PROVIDED TEXT.
Chapter 20: Verdun: Execution :: A World Undone by G.J. Meyer

Response / Thought Quotes

  • “Anyone inclined to believe that some dark force beyond human comprehension intervened again and again to make the Great War long and ruinous would have no difficulty in finding evidence to support such a thesis.”
  • “Telling Langle de Cary to do as he thought best, he returned to his supper. Langle de Cary went ahead with the withdrawal. Almost as soon as he did so, German troops moved in from the north to fill the vacuum. It was another part of the spreading French collapse.”
  • “By 1916 the armies of Britain, France, and Germany were being diminished not just by the numbers of men killed and wounded but by something so new to human experience that the English had to coin a name for it: shell shock.”
  • “Always the objective was not to “cure” the victim, to identify and deal with the underlying causes of his symptoms, but to get him back into action.”

Thought Questions

  • In what ways was Verdun a “perfect microcosm of the war”?
  • Compare and Contrast: the strengths of the German plan for Verdun and the French weaknesses
  • Compare and Contrast: the strengths of the French and the weaknesses of the German plan
  • Explain and Expand: “The French for their part had little real need to hold Verdun.”
  • React and Respond: “During the first day’s bombardment an estimated eighty thousand shells had fallen on the Bois des Caures, an area measuring five hundred by one thousand yards”
  • Describe the French leadership during the battle of Verdun
  • Who was General Henri-Philippe Pétain
  • Explain and Expand: “The story of how it happened is like something out of Kafka”
  • Affirm or Refute: “The appointment of Pétain put Verdun in the hands of a man who, probably more than any other in the French army, was capable of organizing an effective defense while at the same time protecting his troops from unnecessary destruction.”
  • Describe the role transportation and logistics played in the defense of Verdun
  • What was the significance of: “In time three-fourths of the entire French army—125 divisions—would be rotated through Verdun, so that it more than any other battle of the war became a shared national experience.”
  • Explain and Expand: “The actions taken by Pétain, coupled with the Germans’ lack of reserves, changed the character of the fight.”
  • Explain and Expand: “And so the Germans, having in the space of a week thrown away two opportunities to capture Verdun, cast aside the chance to get out cheaply.”
  • Describe “Shell Shock” and the response to it
  • Explain and Expand: “Treatment was often indistinguishable from punishment.”
  • React and Respond: “The problem remained immense. This is an area in which data are scarce—little is known about the incidence or treatment of shell shock among the Austrians and Russians, though the continued fluidity of the Eastern Front may have limited the problem there.”

SOURCE MATERIAL.
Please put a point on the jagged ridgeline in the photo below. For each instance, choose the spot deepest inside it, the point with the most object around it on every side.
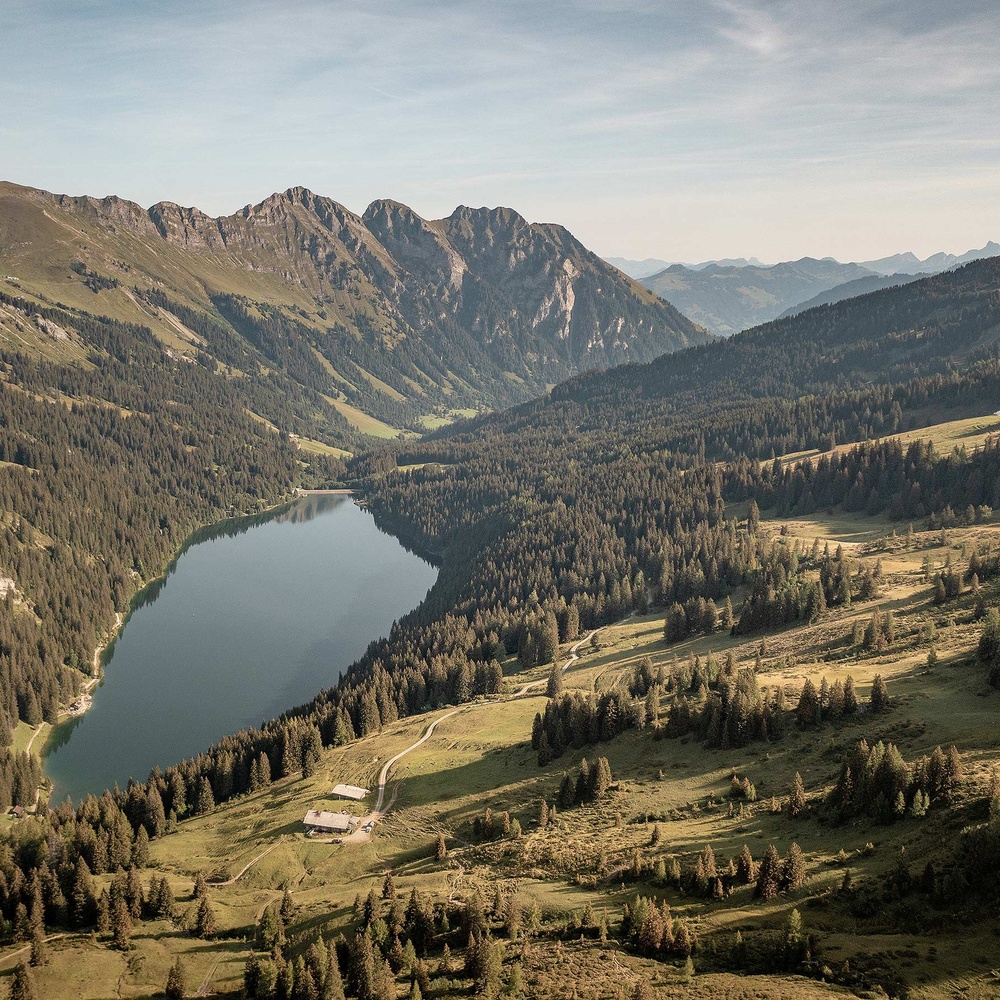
(387, 320)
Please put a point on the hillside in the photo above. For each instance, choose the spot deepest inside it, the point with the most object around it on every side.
(492, 866)
(926, 327)
(850, 290)
(403, 319)
(727, 298)
(764, 809)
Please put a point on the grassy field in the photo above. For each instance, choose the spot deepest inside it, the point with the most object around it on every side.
(481, 758)
(365, 423)
(432, 421)
(963, 432)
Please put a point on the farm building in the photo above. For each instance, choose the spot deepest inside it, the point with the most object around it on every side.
(317, 821)
(349, 792)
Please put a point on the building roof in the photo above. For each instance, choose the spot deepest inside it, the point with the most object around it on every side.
(350, 792)
(331, 822)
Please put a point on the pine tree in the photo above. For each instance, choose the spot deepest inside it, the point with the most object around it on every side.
(601, 779)
(793, 871)
(879, 699)
(554, 686)
(39, 948)
(176, 981)
(206, 925)
(22, 985)
(121, 924)
(769, 874)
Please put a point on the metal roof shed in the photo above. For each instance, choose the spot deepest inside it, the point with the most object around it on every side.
(349, 792)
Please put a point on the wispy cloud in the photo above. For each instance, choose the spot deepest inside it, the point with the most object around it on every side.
(610, 113)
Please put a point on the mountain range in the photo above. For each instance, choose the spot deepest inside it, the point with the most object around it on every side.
(726, 296)
(389, 320)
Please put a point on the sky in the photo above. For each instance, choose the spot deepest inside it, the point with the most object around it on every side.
(678, 130)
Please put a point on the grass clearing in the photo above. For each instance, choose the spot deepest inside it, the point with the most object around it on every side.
(481, 757)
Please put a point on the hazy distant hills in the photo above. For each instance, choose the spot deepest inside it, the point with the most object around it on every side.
(735, 294)
(385, 314)
(640, 269)
(929, 326)
(726, 298)
(934, 264)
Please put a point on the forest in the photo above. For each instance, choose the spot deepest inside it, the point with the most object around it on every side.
(613, 496)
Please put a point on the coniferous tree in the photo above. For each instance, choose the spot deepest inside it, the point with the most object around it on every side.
(769, 874)
(176, 981)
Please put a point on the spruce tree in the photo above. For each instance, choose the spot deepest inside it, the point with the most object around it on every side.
(176, 981)
(769, 874)
(797, 799)
(22, 986)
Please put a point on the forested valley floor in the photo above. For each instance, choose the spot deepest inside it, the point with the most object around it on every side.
(777, 755)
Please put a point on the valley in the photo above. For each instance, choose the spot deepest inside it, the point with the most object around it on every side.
(670, 797)
(768, 565)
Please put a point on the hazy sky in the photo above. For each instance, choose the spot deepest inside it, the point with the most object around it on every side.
(680, 130)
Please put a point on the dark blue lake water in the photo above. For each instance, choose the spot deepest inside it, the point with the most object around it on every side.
(255, 616)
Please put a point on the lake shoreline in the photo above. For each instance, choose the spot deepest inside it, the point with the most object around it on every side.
(83, 701)
(308, 569)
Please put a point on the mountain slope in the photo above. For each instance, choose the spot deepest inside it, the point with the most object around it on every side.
(726, 299)
(923, 328)
(931, 265)
(387, 313)
(850, 290)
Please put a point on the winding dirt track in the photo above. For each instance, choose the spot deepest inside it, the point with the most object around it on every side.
(378, 813)
(574, 655)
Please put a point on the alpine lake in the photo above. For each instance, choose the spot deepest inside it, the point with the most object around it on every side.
(255, 616)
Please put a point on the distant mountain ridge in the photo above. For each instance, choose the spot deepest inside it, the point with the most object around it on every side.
(726, 296)
(386, 313)
(851, 289)
(909, 262)
(727, 299)
(640, 269)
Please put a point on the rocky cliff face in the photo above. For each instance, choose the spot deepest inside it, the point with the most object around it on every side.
(489, 306)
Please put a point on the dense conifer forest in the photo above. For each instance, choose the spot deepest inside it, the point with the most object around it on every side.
(619, 493)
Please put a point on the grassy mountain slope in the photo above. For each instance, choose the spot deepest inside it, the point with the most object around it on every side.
(874, 920)
(728, 299)
(629, 501)
(849, 290)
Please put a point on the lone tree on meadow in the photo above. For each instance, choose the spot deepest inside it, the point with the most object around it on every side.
(176, 982)
(880, 700)
(797, 800)
(22, 985)
(769, 874)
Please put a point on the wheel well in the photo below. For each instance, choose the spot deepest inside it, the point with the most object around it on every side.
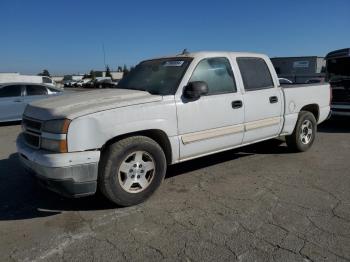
(314, 109)
(157, 135)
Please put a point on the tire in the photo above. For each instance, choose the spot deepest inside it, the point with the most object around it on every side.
(304, 133)
(126, 176)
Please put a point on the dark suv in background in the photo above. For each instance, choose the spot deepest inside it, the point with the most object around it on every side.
(338, 75)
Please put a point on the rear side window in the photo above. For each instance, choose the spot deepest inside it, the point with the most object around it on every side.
(255, 73)
(10, 91)
(217, 73)
(36, 90)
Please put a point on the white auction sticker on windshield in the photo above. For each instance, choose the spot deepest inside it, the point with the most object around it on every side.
(173, 63)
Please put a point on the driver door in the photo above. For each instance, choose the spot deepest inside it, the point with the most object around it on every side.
(213, 122)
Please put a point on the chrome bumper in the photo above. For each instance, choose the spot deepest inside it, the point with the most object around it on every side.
(69, 174)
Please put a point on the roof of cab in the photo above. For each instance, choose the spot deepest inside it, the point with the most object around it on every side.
(204, 54)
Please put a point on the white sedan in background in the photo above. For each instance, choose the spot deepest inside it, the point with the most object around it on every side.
(15, 96)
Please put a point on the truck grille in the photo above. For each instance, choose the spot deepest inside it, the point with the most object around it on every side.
(32, 131)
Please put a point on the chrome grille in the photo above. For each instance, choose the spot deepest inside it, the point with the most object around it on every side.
(32, 131)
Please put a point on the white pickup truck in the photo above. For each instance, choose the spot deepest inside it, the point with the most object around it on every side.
(167, 110)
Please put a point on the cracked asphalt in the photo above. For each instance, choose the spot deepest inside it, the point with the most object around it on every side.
(257, 203)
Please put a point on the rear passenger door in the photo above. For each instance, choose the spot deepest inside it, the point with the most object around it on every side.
(35, 92)
(262, 99)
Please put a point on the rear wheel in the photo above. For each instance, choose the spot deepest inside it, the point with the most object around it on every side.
(131, 170)
(304, 133)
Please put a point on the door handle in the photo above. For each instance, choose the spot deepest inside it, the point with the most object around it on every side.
(237, 104)
(273, 99)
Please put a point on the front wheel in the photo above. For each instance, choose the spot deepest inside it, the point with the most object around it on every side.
(304, 133)
(131, 170)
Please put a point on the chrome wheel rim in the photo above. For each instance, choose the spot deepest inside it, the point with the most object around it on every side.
(306, 132)
(136, 172)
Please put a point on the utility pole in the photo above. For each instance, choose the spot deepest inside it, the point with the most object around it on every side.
(104, 54)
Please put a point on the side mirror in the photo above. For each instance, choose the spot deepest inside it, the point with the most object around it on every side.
(195, 90)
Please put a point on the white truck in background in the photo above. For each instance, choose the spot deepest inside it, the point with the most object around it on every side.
(18, 78)
(167, 110)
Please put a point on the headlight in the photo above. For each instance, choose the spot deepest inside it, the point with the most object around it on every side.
(59, 146)
(56, 126)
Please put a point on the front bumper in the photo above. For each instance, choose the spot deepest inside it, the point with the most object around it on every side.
(69, 174)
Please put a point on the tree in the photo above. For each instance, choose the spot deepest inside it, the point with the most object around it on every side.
(108, 72)
(44, 73)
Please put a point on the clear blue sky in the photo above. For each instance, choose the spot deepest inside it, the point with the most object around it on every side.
(66, 36)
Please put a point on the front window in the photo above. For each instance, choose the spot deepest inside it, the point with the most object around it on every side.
(160, 76)
(217, 73)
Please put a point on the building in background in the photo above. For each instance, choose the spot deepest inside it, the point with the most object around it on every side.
(300, 69)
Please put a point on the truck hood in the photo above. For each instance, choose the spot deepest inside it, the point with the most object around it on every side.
(75, 104)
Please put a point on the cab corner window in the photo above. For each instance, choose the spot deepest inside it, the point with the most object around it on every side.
(255, 73)
(217, 73)
(10, 91)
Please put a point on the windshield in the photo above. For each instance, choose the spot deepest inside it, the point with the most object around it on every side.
(161, 76)
(338, 69)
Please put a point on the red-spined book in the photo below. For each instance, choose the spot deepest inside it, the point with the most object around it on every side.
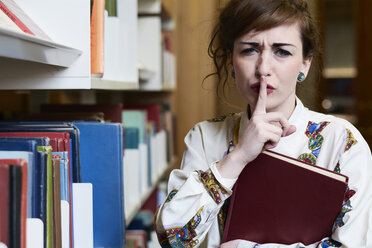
(18, 201)
(4, 203)
(278, 199)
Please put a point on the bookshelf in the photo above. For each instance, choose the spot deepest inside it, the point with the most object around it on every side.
(64, 64)
(40, 68)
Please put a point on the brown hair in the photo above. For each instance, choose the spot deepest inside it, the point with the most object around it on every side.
(239, 17)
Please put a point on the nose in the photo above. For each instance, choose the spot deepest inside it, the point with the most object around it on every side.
(263, 65)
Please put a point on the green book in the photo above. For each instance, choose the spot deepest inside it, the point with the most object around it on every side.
(110, 6)
(138, 119)
(49, 198)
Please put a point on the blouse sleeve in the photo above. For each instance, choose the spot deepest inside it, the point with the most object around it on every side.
(353, 227)
(194, 200)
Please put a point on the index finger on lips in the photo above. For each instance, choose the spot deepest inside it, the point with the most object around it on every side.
(262, 97)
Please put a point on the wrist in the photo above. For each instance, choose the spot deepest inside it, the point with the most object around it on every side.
(231, 165)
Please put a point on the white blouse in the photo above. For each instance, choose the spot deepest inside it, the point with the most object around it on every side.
(192, 210)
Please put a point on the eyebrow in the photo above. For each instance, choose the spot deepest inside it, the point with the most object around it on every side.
(256, 44)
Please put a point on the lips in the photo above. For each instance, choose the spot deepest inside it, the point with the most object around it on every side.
(256, 88)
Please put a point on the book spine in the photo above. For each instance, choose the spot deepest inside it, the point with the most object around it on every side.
(97, 37)
(15, 19)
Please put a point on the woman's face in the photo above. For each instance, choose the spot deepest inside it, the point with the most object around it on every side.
(275, 54)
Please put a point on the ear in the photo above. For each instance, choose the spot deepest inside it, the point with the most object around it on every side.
(306, 65)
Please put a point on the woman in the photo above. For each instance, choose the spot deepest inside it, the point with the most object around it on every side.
(268, 46)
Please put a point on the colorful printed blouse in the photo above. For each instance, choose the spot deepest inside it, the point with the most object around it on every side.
(195, 209)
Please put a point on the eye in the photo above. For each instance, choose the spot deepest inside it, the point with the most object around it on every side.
(282, 53)
(249, 51)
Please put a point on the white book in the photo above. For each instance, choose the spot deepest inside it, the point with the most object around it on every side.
(65, 224)
(131, 177)
(83, 215)
(150, 50)
(34, 233)
(143, 150)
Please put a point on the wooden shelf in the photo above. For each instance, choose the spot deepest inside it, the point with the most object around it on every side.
(30, 48)
(104, 84)
(340, 72)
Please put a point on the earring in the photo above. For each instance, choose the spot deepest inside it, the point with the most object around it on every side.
(301, 77)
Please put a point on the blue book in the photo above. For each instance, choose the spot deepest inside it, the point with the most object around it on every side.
(101, 154)
(51, 127)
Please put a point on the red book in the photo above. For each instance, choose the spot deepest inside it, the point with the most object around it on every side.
(282, 200)
(4, 203)
(96, 37)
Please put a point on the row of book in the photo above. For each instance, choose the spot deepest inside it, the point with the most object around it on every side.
(152, 49)
(82, 180)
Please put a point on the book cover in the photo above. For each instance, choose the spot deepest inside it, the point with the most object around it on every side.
(15, 194)
(97, 37)
(83, 215)
(17, 201)
(29, 145)
(35, 235)
(48, 231)
(28, 157)
(57, 232)
(101, 154)
(278, 199)
(4, 203)
(54, 127)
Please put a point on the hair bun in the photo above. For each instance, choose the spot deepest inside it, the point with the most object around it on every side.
(299, 4)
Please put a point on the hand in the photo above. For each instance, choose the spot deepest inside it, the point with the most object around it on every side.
(263, 131)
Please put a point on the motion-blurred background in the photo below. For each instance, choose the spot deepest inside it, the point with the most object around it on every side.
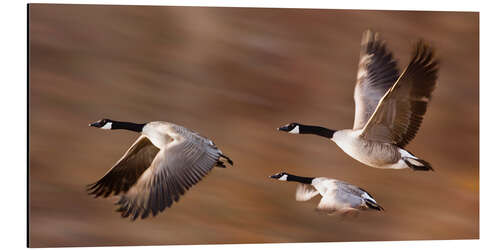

TASK PROMPT.
Answer these questions from the Verdun study guide:
1. What name did the English coin for the new condition that was diminishing the armies by 1916?
2. About how many shells fell on the Bois des Caures during the first day's bombardment?
3. How many divisions of the French army would in time be rotated through Verdun?
The items bear no relation to the Verdun study guide.

WRITTEN ANSWER.
1. Shell shock.
2. An estimated eighty thousand.
3. 125 divisions, three-fourths of the entire French army.